__Directions for this task__
In the records below, reproduce verbatim everything from the line containing "the large hailstone." down to the line containing "the green leaf.", both lines included. Leave the pictures out.

__Extracted information__
^^^^^^^^
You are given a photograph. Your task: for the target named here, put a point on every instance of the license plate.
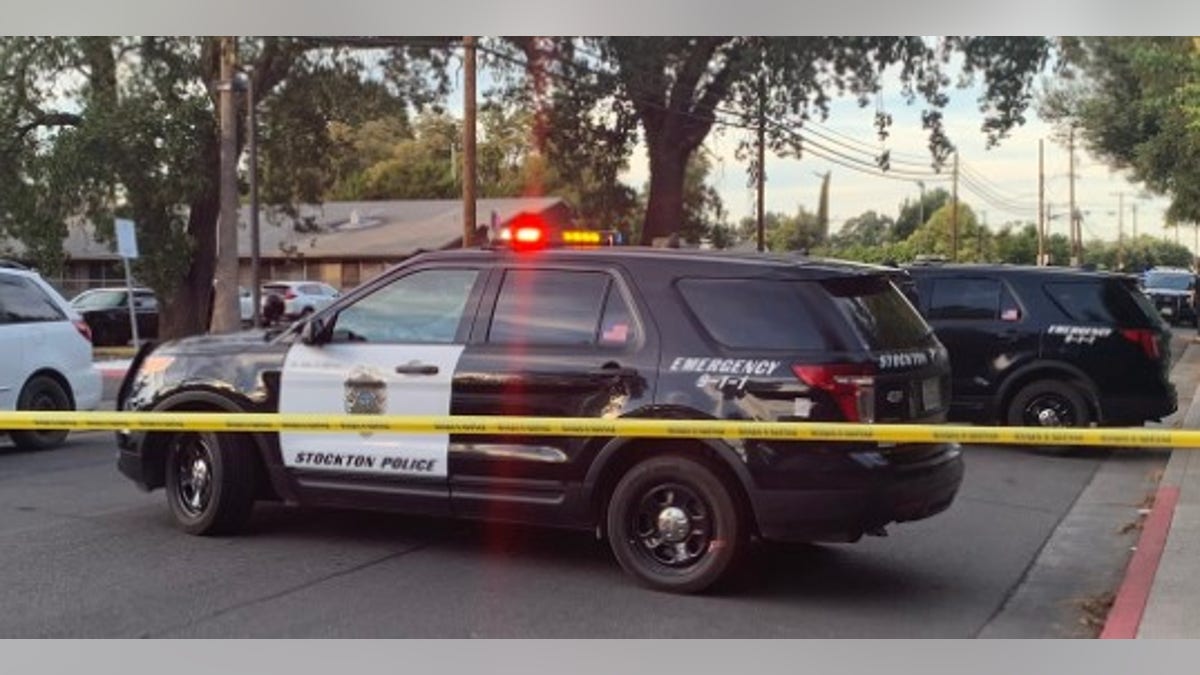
^^^^^^^^
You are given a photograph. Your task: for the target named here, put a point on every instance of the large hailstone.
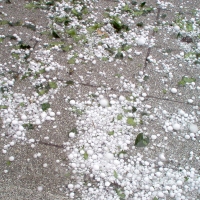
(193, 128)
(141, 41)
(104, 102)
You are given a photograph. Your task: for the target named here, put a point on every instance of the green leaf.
^^^^^^^^
__Solution__
You are given a photograph. Your task: for the target named here, put a point on every instance of the large hailstone.
(193, 128)
(141, 41)
(104, 102)
You are given a photograph. Your task: for the target named here, put a point on every instance of the green leaf.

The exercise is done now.